Instructions for the task: Within the records below, find each line that holds the string "track", then copy it.

Information:
== == ==
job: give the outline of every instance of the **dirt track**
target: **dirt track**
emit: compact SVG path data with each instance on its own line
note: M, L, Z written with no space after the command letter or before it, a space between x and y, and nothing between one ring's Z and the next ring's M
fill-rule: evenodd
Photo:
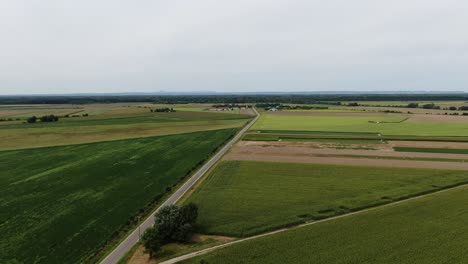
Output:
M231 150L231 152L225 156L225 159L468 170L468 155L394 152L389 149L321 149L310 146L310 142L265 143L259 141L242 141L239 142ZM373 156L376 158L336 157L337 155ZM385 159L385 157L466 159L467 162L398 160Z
== == ==
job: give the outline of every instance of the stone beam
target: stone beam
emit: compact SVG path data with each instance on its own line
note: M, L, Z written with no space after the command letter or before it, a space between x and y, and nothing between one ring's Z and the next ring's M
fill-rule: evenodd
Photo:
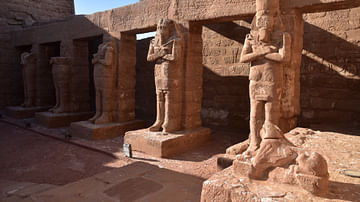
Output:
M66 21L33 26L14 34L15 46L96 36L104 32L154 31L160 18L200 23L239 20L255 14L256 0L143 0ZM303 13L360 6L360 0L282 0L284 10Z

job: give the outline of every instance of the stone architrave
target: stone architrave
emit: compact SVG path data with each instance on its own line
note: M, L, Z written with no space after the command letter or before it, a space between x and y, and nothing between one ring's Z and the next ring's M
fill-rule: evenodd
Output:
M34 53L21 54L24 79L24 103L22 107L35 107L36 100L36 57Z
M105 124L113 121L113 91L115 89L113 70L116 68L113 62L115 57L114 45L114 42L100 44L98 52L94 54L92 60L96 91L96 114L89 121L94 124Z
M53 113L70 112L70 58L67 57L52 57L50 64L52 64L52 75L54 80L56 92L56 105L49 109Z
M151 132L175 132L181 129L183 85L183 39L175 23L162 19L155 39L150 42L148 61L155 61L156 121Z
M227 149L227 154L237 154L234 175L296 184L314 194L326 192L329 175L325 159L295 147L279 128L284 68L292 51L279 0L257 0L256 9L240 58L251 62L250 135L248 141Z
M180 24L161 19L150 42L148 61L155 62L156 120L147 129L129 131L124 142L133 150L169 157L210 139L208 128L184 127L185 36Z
== == ==
Finished task:
job: give the outline of every instance of the **dirt track**
target: **dirt track**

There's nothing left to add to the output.